Please arrange the rows below as a JSON list of strings, one string per line, starting at the line that contains "of the cardboard" and stopping after the line that contains "(1159, 598)". Leave out any blank lines.

[Entries provided]:

---+---

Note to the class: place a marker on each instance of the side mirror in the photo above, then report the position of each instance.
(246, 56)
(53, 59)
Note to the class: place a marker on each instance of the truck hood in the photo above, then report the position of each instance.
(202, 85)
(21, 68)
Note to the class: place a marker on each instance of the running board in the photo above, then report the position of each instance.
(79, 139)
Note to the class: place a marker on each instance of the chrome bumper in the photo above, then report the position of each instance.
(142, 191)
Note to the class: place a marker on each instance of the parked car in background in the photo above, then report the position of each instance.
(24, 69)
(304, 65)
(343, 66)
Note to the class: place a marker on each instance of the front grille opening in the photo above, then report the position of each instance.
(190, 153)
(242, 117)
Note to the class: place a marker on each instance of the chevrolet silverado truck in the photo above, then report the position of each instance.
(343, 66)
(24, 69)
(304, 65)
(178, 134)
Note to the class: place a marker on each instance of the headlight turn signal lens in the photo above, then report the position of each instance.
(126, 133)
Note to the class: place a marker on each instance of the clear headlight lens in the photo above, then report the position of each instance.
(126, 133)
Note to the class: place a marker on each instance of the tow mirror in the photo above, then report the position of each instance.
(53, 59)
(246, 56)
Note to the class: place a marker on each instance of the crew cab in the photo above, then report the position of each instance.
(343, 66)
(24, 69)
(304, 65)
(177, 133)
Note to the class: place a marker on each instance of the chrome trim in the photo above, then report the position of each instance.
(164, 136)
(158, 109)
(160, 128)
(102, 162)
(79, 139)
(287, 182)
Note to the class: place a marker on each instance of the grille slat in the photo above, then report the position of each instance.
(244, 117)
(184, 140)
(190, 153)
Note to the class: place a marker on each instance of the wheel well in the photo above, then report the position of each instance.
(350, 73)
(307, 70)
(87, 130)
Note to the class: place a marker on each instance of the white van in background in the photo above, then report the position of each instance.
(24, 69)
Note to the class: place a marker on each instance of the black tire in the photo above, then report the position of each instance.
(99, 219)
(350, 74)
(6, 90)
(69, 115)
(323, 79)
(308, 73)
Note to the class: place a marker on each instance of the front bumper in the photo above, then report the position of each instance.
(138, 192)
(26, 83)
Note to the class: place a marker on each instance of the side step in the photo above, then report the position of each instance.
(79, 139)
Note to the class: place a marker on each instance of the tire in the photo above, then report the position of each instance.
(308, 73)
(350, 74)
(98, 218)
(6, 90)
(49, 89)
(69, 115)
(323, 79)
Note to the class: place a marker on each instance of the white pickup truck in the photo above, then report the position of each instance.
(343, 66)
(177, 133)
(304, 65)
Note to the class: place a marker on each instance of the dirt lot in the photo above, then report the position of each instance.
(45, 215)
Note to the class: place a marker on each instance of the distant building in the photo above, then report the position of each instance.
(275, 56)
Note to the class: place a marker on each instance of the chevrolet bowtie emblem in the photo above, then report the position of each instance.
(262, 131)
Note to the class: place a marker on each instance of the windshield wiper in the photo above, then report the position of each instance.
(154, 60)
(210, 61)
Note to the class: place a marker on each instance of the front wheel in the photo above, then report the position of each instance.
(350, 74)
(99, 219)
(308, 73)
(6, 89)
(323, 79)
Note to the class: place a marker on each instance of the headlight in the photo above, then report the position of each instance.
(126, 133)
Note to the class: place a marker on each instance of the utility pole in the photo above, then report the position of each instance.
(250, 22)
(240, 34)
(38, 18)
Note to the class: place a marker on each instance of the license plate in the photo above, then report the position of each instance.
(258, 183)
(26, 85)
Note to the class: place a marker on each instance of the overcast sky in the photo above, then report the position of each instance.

---+---

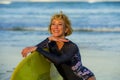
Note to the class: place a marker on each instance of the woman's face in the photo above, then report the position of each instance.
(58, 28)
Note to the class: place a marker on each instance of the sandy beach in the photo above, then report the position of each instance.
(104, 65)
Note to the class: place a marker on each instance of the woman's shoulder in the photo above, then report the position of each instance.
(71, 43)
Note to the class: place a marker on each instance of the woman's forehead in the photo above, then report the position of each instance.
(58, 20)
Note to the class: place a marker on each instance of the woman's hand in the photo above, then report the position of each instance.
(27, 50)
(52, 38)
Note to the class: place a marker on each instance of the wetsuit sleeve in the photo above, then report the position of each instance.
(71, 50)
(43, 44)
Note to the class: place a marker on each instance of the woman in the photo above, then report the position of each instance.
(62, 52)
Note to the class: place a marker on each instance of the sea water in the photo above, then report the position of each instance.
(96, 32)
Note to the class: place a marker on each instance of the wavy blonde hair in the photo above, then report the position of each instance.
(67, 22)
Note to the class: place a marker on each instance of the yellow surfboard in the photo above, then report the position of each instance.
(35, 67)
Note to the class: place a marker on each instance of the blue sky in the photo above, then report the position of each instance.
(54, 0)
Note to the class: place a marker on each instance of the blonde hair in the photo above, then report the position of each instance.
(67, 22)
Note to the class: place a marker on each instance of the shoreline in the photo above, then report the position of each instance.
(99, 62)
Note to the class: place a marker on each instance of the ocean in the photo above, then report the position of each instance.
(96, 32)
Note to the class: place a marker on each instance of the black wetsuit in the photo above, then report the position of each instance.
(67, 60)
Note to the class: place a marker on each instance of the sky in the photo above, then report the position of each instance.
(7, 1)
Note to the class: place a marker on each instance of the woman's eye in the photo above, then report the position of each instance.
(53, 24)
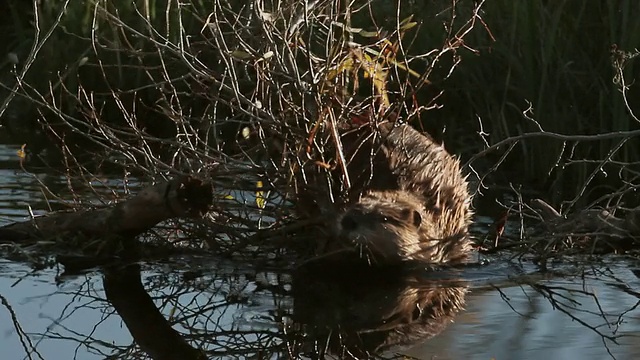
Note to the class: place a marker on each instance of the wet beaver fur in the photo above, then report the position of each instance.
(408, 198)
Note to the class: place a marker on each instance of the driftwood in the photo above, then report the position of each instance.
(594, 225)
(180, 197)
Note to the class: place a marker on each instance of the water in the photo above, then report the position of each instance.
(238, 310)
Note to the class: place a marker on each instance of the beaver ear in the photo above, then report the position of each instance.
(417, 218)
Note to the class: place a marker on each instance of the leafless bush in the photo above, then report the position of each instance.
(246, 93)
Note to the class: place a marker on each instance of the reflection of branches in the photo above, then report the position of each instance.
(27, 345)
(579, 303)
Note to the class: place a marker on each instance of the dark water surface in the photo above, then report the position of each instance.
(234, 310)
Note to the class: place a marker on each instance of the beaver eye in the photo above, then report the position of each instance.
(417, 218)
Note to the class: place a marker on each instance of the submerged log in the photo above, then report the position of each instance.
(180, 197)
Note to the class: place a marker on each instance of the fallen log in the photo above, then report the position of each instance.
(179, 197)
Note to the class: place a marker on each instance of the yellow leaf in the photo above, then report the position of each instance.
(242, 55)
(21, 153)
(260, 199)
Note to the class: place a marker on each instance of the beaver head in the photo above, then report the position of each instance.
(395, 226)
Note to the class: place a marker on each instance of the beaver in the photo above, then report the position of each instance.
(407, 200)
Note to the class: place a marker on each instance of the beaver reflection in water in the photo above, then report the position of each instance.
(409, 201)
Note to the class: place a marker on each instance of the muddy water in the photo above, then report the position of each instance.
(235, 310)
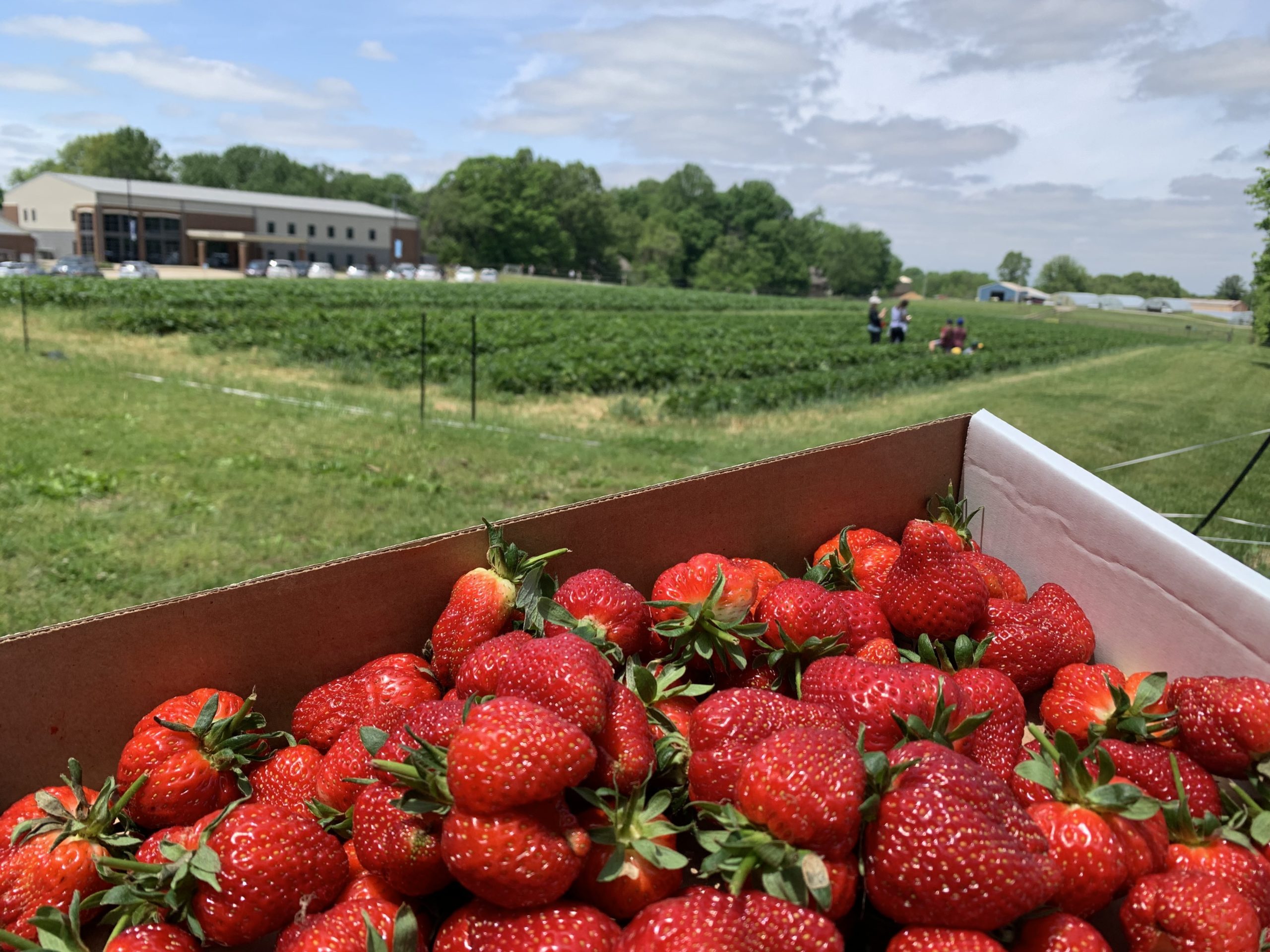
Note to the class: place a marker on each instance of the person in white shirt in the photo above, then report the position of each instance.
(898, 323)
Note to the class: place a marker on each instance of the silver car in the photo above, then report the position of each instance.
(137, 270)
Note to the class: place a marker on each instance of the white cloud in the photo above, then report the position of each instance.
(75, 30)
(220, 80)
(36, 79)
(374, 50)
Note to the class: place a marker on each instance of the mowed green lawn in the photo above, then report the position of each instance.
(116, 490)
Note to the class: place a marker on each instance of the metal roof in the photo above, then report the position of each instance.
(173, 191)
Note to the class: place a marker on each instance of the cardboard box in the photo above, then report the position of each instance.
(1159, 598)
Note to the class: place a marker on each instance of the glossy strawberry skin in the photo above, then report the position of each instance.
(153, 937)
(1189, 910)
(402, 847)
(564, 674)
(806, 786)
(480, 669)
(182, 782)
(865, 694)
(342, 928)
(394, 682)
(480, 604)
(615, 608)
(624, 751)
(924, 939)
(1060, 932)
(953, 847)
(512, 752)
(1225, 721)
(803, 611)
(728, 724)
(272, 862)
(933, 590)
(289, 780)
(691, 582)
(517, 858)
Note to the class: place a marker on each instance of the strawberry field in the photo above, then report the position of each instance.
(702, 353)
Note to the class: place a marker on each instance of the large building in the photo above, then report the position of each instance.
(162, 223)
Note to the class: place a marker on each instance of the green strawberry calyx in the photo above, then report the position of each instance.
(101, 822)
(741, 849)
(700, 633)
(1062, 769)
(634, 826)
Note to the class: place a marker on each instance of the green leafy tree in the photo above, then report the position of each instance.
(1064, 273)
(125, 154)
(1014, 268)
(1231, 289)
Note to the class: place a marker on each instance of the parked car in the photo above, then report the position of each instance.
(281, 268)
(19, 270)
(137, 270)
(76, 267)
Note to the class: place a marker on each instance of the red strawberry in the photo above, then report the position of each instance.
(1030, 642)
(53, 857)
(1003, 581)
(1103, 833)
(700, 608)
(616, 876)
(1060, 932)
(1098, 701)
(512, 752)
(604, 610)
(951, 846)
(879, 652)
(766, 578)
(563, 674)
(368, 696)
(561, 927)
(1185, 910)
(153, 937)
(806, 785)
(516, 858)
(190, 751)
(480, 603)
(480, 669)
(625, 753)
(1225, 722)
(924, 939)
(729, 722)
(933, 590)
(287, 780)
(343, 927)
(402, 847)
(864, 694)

---+---

[Response to the task]:
[
  "Note to the class: place a marker on each instance of the cardboard box in the photo above, then report the position of each instance.",
  "(1159, 598)"
]